The Market Today

Heavy Week for Corporate Earnings; Yields Rising; ECB and BoJ Decisions


by Craig Dismuke, Dudley Carter

THIS WEEK’S CALENDAR

Home Sales: Existing Home Sales are expected to increase 0.2% MoM in March in this morning’s report.  After falling in two of the last three reports, any increase will be positive news.  March’s New Home Sales report is scheduled for Tuesday and is also expected to show a gain – what would be the first monthly gain in sales in four months.

 

Consumer Confidence: The Conference Board’s report on consumer confidence is scheduled for Tuesday and is expected to show a small pullback from a very strong level. The University of Michigan’s final revision to its April data is set for Friday and is expected to show current conditions pull back more meaningfully on higher gas prices and weaker stock prices.

 

1Q GDP: The first estimate of 1Q18 GDP growth is expected to show 2.0% expansion on an unusually weak quarter for the consumer.  However, the consumer data continues to point to strength and a rebound in 2Q.  The GDP report will accompany the release of the 1Q Employment Cost index, arguably the best measure of wage growth, coming on the heels of 4Q’s report showing the strongest pace of gains of this cycle.

 

Monetary Policy:  The Federal Reserve enters its quiet period ahead of next Wednesday’s FOMC Meeting and policy decisions.  The ECB meets Thursday and the results could be interesting as the economic data have shown some weaker signs of late.  The Bank of Japan meets Friday with a policy statement and its quarterly outlook on tap.  The BoJ has yet to scale back its easy programs but with inflation making baby-step progress, there is a risk to sovereign debt prices that they signal a future shift in policy.

 

Corporate Earnings: The 1Q earnings season continues this week.  Thus far, 91 of the S&P 500’s companies have reported with 60 of those beating sales estimates and 74 beating earnings estimates. Google, Coca Cola, Caterpillar, United Technologies, Xerox, Boeing, and others are on the schedule.

> **Records supplied**:
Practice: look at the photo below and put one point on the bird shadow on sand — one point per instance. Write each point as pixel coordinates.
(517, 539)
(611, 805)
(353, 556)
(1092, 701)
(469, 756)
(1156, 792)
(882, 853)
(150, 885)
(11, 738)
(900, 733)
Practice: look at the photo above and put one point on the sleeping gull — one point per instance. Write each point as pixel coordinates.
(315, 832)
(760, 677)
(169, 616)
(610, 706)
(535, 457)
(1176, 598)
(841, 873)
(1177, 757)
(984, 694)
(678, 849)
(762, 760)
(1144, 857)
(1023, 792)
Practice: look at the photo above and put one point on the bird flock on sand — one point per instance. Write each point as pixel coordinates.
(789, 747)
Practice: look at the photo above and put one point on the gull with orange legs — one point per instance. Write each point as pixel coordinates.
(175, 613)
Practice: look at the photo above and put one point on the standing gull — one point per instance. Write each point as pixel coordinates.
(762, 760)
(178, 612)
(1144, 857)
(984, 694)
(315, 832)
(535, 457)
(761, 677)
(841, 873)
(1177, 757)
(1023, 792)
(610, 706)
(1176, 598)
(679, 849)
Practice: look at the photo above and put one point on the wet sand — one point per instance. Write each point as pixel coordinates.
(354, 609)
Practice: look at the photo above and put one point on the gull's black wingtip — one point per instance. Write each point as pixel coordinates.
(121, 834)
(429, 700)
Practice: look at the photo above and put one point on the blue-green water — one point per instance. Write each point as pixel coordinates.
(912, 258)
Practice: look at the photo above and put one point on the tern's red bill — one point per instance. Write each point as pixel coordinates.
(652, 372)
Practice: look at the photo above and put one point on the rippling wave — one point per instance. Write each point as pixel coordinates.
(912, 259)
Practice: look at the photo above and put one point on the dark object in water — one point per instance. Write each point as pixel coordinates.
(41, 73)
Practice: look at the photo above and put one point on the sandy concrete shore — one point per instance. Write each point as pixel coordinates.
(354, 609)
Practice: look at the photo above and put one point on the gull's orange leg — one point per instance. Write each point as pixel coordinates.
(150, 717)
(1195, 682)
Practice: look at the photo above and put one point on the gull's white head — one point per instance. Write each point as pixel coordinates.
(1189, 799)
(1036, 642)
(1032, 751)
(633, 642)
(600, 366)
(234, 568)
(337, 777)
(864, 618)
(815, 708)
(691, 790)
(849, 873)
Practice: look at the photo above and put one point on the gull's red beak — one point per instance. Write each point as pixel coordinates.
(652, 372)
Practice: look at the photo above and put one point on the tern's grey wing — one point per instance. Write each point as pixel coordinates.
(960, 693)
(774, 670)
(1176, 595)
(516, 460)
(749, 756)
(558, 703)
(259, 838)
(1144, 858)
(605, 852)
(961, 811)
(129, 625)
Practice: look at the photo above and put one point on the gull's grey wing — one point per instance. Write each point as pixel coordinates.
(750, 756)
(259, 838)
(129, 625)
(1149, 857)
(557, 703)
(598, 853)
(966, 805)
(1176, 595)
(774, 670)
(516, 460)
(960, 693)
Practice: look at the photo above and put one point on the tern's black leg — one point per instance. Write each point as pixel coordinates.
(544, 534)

> **Things to do**:
**A.** Name every company that the market commentary lists as scheduled to report earnings this week.
**B.** According to the market commentary, how many of the S&P 500 companies that have reported so far beat earnings estimates?
**C.** For each statement, say whether it agrees with the market commentary, quoting the words that decide it: (i) Existing Home Sales are expected to rise 0.2% in March. (ii) The ECB meets on Friday. (iii) The Bank of Japan has already scaled back its easy programs.
The listing has no part in this exercise.

> **Responses to the exercise**:
**A.** Google, Coca Cola, Caterpillar, United Technologies, Xerox, Boeing

**B.** 74 of the 91 companies that have reported beat earnings estimates.

**C.**
(i) Yes: "Existing Home Sales are expected to increase 0.2% MoM in March"
(ii) No: "The ECB meets Thursday"
(iii) No: "The BoJ has yet to scale back its easy programs"